Passage:
= = = =

So while the THR22 lacks features of the HR2x, the TiVo Premiere which is TiVo's cable DVR has as much and more features then a HR2x.

So coming in with a clean slate, most would take the HR2x over the THR22. Some of us have stuck with TiVo with a faint hope DirecTV/Tivo will bring the THR22 up to the Premiere's feature set. Yeah I know it won't happen but I can hope.

TiVo was the first to do many of these "new" DirecTV features. I cringe when HR2x owners hail these great features like Pandora and YouTube that Tivo did years ago. Same for dual buffers, show sharing, apps, etc.

If there was a DirecTV Tivo with the Premiere feature set, the comparison would be more understandable.


----------



## damondlt (Feb 27, 2006)

Bobsacto said:


> Little curious why anyone would hold on to five non-working receivers guess they have got more storage space than me. Been with DTV since 1997 and only one receiver has failed. Lucky?


 Not really the kind of thing you drop off at the local garbage dump.

And yes you are lucky!


----------



## Bobsacto (Feb 13, 2008)

No I live in California and electronic recycling is easy. Every weekend someone has a drop off place or you can call and a company will pickup for free. Of course this being California we pay extra for certain electronic devices to pay for all this. I have been to a local company that does the recycling and it is interesting to see all that is involved. Big difference than videos I have seen of what goes on in other countries to tear up equipment.


----------



## brycerowdy (May 19, 2012)

I have a TiVo and I love it! WAY better than a standard DVR! :icon_hroc


----------



## BJP (Jun 3, 2012)

rmmccann said:


> As someone who has never used a TiVo unit before, I'm kind of curious as to why some people prefer them over the standard DVRs? I am guessing it's something to do with features and software maturity, but I was hoping someone could lend some insight as to why they like their TiVo unit more than the other DVR DirecTV offers.
> 
> Kind of wondering if it would be something I would like myself.


I can't compare it to the DirecTV DVRs since I've never used one, but I'm in the middle of a DirecTV switchover from DISH now and here's why I've chosen the TiVo unit:

1) Interface familiarity is a huge bonus -- I've been using the same TiVo Series 1 unit for more than ten years, several upgrades, across two different cable providers and two different satellite providers

2) I've wanted an HD TiVo a long time

3) I have only one TV so whole-home/multi-room viewing is completely irrelevant to me

4) I don't purchase PPV

5) I don't use any online streaming sites other than an occasional YouTube

All in all I'm 100% satisfied with the TiVo I bought 10 years ago, but for the missing HD.

= = = =

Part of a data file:

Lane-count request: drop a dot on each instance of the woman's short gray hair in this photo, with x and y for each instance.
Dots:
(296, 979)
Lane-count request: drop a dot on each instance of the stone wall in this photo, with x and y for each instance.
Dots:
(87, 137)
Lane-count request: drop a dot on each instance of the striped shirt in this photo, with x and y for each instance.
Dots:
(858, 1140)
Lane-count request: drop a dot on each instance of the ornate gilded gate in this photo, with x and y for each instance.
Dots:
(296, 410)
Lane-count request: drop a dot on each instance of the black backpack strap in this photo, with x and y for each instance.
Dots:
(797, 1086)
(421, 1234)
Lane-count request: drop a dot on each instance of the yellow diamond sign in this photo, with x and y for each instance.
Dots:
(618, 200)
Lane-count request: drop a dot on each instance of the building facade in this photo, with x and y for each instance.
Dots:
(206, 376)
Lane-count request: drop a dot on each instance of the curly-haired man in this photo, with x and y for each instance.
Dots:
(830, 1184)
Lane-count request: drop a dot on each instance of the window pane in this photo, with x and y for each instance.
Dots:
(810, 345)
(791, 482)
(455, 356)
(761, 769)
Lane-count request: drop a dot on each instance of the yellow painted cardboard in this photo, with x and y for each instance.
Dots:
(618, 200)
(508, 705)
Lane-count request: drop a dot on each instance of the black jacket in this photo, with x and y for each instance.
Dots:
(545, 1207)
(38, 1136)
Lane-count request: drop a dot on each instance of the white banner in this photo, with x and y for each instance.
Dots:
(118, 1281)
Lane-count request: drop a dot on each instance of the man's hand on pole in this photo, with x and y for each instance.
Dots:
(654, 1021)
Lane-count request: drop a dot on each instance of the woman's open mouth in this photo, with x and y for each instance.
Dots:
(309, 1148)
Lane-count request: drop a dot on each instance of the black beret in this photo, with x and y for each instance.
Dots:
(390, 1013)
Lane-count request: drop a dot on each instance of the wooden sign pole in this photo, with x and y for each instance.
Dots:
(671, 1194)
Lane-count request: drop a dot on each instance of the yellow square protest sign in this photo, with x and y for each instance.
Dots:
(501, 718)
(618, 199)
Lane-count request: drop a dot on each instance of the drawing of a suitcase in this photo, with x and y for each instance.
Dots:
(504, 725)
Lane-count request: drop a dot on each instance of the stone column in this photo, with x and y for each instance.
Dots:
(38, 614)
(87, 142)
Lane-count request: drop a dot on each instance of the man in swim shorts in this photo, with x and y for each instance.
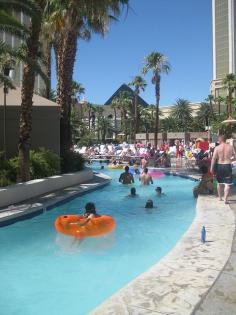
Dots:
(145, 178)
(221, 166)
(126, 178)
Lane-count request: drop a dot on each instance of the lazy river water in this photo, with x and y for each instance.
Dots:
(43, 272)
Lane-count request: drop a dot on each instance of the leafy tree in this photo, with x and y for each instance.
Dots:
(204, 114)
(72, 20)
(220, 100)
(30, 54)
(169, 124)
(157, 64)
(124, 104)
(139, 84)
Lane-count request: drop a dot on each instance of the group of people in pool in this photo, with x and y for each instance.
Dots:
(127, 178)
(145, 178)
(149, 204)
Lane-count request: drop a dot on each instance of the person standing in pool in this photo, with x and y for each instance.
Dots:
(126, 178)
(145, 178)
(221, 165)
(159, 192)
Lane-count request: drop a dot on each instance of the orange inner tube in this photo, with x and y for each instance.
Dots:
(95, 227)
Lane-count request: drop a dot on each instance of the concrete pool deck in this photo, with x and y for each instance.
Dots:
(38, 205)
(182, 280)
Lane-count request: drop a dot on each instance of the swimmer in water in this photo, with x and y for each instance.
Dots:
(126, 178)
(133, 192)
(145, 178)
(90, 213)
(159, 192)
(149, 204)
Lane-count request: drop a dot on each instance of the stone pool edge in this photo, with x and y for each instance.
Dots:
(37, 206)
(180, 281)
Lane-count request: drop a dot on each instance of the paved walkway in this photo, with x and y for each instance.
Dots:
(221, 299)
(36, 206)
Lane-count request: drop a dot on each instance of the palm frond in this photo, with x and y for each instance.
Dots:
(10, 24)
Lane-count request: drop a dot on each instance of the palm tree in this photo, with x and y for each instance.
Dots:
(115, 107)
(77, 19)
(169, 124)
(124, 104)
(230, 84)
(35, 11)
(204, 114)
(157, 64)
(182, 112)
(139, 84)
(220, 100)
(211, 99)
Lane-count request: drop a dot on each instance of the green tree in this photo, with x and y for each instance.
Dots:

= = = =

Task instructions:
• A. According to the TiVo forum thread, how long has BJP been using the same TiVo Series 1 unit?
• B. Please proceed with the TiVo forum thread, writing on from its last sentence.
The listing stands apart from the TiVo forum thread and is its own material.

Task-by-task results:
• A. More than ten years.

• B.
The LNB on the old dish went out again and my Series 1 has been having a lot of trouble downloading programming updates, so it was time to just take the plunge and go DirecTV now that the THR22 is available. Without the THR22 I would have had Dish repair the LNB and kept paying non-contract, non-discounted prices.


----------



## HiDefGator (Nov 20, 2005)

damondlt said:


> Not really the kind of thing you drop off at the local garbage dump.


Huh? I've dropped off numerous old replay, tivo, and directv dvr's at my local dump.


----------



## damondlt (Feb 27, 2006)

HiDefGator said:


> Huh? I've dropped off numerous old replay, tivo, and directv dvr's at my local dump.


 That doesn't suprise me! Whats funny is I bet all of Floridas Garbage is Shipped up north to another state. Thanks for your garbage and your care for the environment.


----------



## F1Turbo (Mar 16, 2008)

I've still got the old DirecTV TiVos, SD only, but with larger hard drives installed. I'm looking into the HR-34 and HR-24 to upgrade my system. 

From what I've been able to tell talking with people on the 34 and the 24, these DVRs do not have two of the features I use most on my old (and I mean OLD) TiVos--Season Passes and Wish Lists. Season passes allow you to record all shows of a certain name on a specific channel, and allow you to specify if you want first run only, or reruns too, etc, and how many total shows to keep at most. Then if the show changes times, or they broadcast an extra show on a different day, the TiVo still records it. You control priority if there are conflicts through the Season Pass Manager.

Wish Lists allow you to search on Actor, Director, Category, Keyword or Title. It will search across ALL channels. You can have it auto-record these, or use it to find specific shows to watch. For instance, if you follow Boston College hockey, you could put in a wish list with a key word of Boston College and category of hockey, and it would show you all the upcoming shows (and again, you could have it auto record these). These searches are saved once you build them. 

So those are 2 things I like a lot about TiVo. I always have plenty of shows to choose from, without doing any sorting through schedules manually to find what I want to record. From what I've been able to tell, these features are not available on standard DVRs (or at least the DirecTV units). I think it has to do with the patents TiVo has, and that have been upheld in court. 

I HOPE I'm wrong about this, especially the season pass part, because I really would like to get one of the DirecTV HR-34s. I'd love the 5 tuners and HD capability, but would not like to have to manually look through the guide to find what I want to record.


----------



## Shades228 (Mar 18, 2008)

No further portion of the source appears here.